▸ **PROBLEM TO SOLVE**
Locate the line that contains "Objective — one point per instance of the bicycle front", then copy it and all later lines of the data below exactly, through the last one.

▸ **RECORDS SUPPLIED**
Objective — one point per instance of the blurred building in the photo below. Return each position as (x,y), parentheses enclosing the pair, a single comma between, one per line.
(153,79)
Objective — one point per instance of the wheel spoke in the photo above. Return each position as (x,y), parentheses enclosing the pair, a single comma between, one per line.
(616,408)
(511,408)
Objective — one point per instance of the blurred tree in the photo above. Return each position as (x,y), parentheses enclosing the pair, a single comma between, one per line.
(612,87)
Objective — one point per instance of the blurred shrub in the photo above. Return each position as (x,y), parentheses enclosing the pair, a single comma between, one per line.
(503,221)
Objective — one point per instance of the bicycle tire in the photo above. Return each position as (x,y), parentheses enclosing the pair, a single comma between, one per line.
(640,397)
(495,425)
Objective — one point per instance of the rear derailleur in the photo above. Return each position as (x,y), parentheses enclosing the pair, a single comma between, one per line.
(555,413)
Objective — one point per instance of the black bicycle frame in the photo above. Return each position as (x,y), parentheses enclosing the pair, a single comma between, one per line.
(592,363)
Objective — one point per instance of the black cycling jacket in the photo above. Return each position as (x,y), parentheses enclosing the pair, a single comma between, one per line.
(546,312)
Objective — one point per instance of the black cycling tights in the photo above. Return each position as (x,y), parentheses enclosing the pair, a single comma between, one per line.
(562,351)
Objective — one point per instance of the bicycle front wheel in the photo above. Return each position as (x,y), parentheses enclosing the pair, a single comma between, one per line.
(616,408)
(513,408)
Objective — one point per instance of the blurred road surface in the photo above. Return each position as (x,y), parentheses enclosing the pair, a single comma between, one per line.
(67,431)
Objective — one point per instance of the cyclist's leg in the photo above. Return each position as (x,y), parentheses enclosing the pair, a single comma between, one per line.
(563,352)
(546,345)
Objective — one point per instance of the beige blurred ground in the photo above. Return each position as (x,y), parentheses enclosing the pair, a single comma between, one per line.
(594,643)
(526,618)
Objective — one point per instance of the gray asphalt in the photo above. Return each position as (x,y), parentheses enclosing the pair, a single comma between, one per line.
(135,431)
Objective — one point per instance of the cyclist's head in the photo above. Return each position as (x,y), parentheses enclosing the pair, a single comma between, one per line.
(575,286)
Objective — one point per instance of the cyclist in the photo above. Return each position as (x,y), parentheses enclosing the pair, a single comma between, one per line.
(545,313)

▸ **RESULT OF THE TASK**
Objective — one point per instance of the bicycle front wheel in the photo above. Return each position as (x,y), parentheses enclosing the pair, a single comma between, one per line.
(616,408)
(513,408)
Objective — one point per instance of the blurred road surface in the photo above. Return each position as (x,y), parentheses enclosing the pair, a single comma between, one per line.
(67,431)
Objective — one point per instance of the cyclist's leg in the photo above. Return each position as (x,y), parentheses enclosing the pair, a single comma between, one per line.
(563,352)
(546,345)
Objective — one point per instance of the beige blurred ground in the photo above. Return each position as (x,y), parentheses enclosing the pair, a single comma between, one per line.
(594,643)
(526,618)
Objective — one point per instance of the gray asphalt in the photo above. Return each position as (x,y), parentheses enclosing the pair, a single comma between, one per line.
(135,431)
Objective — one point per instance of the cyclist's head in the photo above. Return each position as (x,y), parentheses enclosing the pair, a single comma between, one per line.
(575,286)
Objective — one point per instance of the cyclist in the photo above. Return each position as (x,y), parentheses enclosing the pair, a single comma between, one per line.
(545,313)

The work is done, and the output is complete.